Data: Begin

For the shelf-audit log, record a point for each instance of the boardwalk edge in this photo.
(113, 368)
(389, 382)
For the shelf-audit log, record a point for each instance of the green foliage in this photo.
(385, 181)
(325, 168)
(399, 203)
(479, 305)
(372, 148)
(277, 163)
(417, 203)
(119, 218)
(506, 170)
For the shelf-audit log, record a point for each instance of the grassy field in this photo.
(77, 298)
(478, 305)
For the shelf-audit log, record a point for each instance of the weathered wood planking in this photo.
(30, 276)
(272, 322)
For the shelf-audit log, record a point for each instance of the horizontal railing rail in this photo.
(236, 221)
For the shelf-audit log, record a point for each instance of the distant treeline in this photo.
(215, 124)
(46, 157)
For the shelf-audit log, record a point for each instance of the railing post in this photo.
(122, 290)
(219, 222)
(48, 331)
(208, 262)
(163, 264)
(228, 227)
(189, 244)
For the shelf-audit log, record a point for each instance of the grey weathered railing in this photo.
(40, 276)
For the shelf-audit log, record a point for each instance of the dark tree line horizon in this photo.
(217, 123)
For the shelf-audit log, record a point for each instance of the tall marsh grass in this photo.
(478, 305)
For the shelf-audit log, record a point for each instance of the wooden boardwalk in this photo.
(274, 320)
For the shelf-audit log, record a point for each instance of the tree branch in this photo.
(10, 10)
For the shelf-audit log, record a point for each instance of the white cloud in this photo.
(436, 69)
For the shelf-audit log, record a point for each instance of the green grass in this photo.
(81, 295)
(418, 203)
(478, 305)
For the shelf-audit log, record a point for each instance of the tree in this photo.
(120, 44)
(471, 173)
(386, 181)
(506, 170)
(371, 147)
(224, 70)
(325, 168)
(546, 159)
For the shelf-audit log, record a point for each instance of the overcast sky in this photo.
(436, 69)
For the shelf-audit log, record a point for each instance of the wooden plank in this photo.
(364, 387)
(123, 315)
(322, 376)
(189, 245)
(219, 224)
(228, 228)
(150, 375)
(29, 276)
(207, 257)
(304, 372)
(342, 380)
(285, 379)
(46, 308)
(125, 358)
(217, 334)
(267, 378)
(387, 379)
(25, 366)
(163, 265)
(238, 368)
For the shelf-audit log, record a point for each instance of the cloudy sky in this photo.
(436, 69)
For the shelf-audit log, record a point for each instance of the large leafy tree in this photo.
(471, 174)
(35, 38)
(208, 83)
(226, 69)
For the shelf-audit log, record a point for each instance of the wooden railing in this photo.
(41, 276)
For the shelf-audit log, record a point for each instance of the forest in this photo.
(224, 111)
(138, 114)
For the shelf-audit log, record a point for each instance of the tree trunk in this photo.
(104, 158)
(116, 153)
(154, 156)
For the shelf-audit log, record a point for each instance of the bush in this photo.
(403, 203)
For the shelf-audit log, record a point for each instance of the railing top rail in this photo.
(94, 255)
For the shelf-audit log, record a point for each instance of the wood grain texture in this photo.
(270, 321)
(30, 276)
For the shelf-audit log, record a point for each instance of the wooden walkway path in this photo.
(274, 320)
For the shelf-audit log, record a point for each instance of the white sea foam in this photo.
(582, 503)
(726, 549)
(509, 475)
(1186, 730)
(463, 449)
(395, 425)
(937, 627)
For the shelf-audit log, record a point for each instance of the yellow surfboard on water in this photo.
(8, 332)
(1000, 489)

Data: End

**Work task:** Copy the listing above out again in its entirety, exactly as written.

**Output of the task:**
For the shelf-audit log, record a point for each instance of the boardwalk edge in this photo.
(113, 368)
(389, 382)
For the shelf-audit log, record a point for each instance of the green foliage in this photo.
(385, 181)
(325, 168)
(399, 203)
(479, 305)
(372, 148)
(277, 163)
(417, 203)
(119, 218)
(506, 170)
For the shelf-audit log, record a point for each instance of the grassy field in this photo.
(77, 298)
(478, 305)
For the shelf-audit log, record a point for each instance of the weathered wood planking in this photo.
(30, 276)
(272, 322)
For the shelf-audit log, record a point for each instance of the horizontal railing rail in this photo.
(236, 221)
For the shelf-audit log, record a point for each instance of the distant treeline in this photo.
(215, 124)
(46, 157)
For the shelf-audit log, record a point for each instance of the railing post in this photo.
(122, 290)
(219, 222)
(48, 331)
(208, 262)
(163, 264)
(228, 227)
(189, 244)
For the shelf-audit log, record a point for each instance of the grey weathered railing in this photo.
(40, 276)
For the shelf-audit log, record a point for each instance of the dark tree line horizon in this photo.
(217, 123)
For the shelf-audit log, record a point for each instance of the tall marsh grass in this photo.
(478, 305)
For the shelf-audit log, record a point for each instance of the wooden boardwalk in this photo.
(274, 320)
For the shelf-audit log, record a point for each instance of the tree branch in this photo.
(10, 10)
For the shelf-audit log, record a point for each instance of the white cloud in this photo.
(436, 69)
For the shelf-audit log, record a point for each instance of the green grass in this photo.
(81, 295)
(418, 203)
(478, 305)
For the shelf-audit log, record a point for each instance of the tree in this photo.
(120, 44)
(471, 173)
(386, 181)
(506, 170)
(371, 147)
(224, 70)
(325, 168)
(546, 159)
For the shelf-audit log, record a point for each instance of the overcast sky in this photo.
(436, 69)
For the shelf-audit log, record a point for each instance of the wooden plank in this photo.
(364, 387)
(123, 315)
(322, 376)
(189, 245)
(219, 224)
(228, 228)
(150, 375)
(29, 276)
(207, 257)
(304, 372)
(342, 380)
(285, 379)
(46, 308)
(125, 358)
(217, 334)
(267, 378)
(387, 379)
(25, 366)
(163, 265)
(238, 368)
For the shelf-audit log, record a point for each instance of the cloudy sky in this photo.
(436, 69)
For the shelf-audit log, record a point for each instance of the large leafy tree in this photo.
(471, 174)
(35, 38)
(208, 83)
(226, 69)
For the shelf-audit log, record a point for each instance of the wooden railing in this photo.
(41, 276)
For the shelf-audit log, record a point for each instance of the forest in this photo.
(224, 111)
(138, 114)
For the shelf-audit log, record a point for each instance of the tree trunk in this photo.
(104, 158)
(116, 153)
(154, 156)
For the shelf-audit log, record a point for each instance of the bush in this photo.
(403, 203)
For the shelf-audit log, record a point for each instance of the railing top rail in this photo.
(94, 255)
For the shelf-audit log, record a point for each instance of the wood grain texture in this photo.
(270, 321)
(30, 276)
For the shelf-audit log, record a point for each instance of the wooden walkway path in this photo.
(274, 320)
For the shelf-audit log, record a point for each instance of the white sea foam in this photo.
(582, 503)
(726, 549)
(509, 475)
(1186, 730)
(463, 449)
(395, 425)
(937, 627)
For the shelf-audit log, record a point for each instance of the yellow surfboard on water in this photo.
(8, 332)
(1000, 489)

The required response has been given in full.